WRITTEN EXERCISE 1: On the blog page, reproduce the stretch from "I led a trip" through "in this picture?", replacing "Farmer to Farmer" with "Farmer-to-Farmer".
WRITTEN EXERCISE 2: According to the blog page, how much of an egg white is water?
WRITTEN EXERCISE 3: Summarize the blog page in two sentences.
--- START READING TEXT ---
Saturday, January 26, 2013

Adventures in Honduras

Hello LCS Community!

I have enjoyed a respite from the wintry weather by getting away to Honduras for the first half of January.

I led a trip for people in the organization called Farmer to Farmer and we visited coffee farmers and renewed our connections. After the organized trip was over, some of my tripmates went on to the Farmer to Farmer trip in Guatemala, some went home, and I stayed in Honduras to have more adventures.

Check out the stories from the trip on the Farmer to Farmer blog.

Wednesday, January 23, 2013

Winter's Day

Snow dunes

Can you see the two birds in this picture?  

Nature Notes: Exploding Chicken Eggs

  Where have all the eggs gone?!  A common question asked to the Land School chickens.  Turns out, they were hiding... and exploding, winter style.
  In the summer, eggs that go undiscovered explode (or seem to) from gas build up, producing a sulfer odor akin to the geysers of Yellowstone.  In the winter, the explosion is not  as smelly because the eggs are actually freezing.  The yolks and whites are made up of about 75% water; the albumen, or the whites, are almost 90% water.  Since water freezes at 32 degrees Fahrenheit (0 degrees Celsius) and is the only molecule that expands as it solidifies, the eggs too will freeze.  
  But why does it expand?  Because, unlike all other molecules that reorganize themselves as they cool creating symmetry and increased order, water is molecularly more symmetrical in liquid form versus solid form.  Ice actually takes up 9% more space than liquid water. If water is in an airtight container, as it freezes, the ice is powerful enough to crack the container, be it water bottle, pipes in your house, or eggshells at the Land School.
  The following are some pictures I found last week of some frozen eggs.
--- END READING TEXT ---
--- START DATASET ENTRIES ---
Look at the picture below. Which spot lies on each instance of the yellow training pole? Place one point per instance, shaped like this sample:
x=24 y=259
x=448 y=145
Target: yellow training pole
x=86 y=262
--- END DATASET ENTRIES ---
OUTPUT 1:
I led a trip for people in the organization called Farmer-to-Farmer and we visited coffee farmers and renewed our connections. After the organized trip was over, some of my tripmates went on to the Farmer-to-Farmer trip in Guatemala, some went home, and I stayed in Honduras to have more adventures.

Check out the stories from the trip on the Farmer-to-Farmer blog.

Wednesday, January 23, 2013

Winter's Day

Snow dunes

Can you see the two birds in this picture?

OUTPUT 2: Egg whites, the albumen, are almost 90% water.

OUTPUT 3: The writer spent the first half of January in Honduras, leading a Farmer to Farmer trip to visit coffee farmers and then staying on for more adventures. A later post explains that undiscovered Land School chicken eggs freeze and crack in winter because water, which makes up much of an egg, takes up about 9% more space as ice.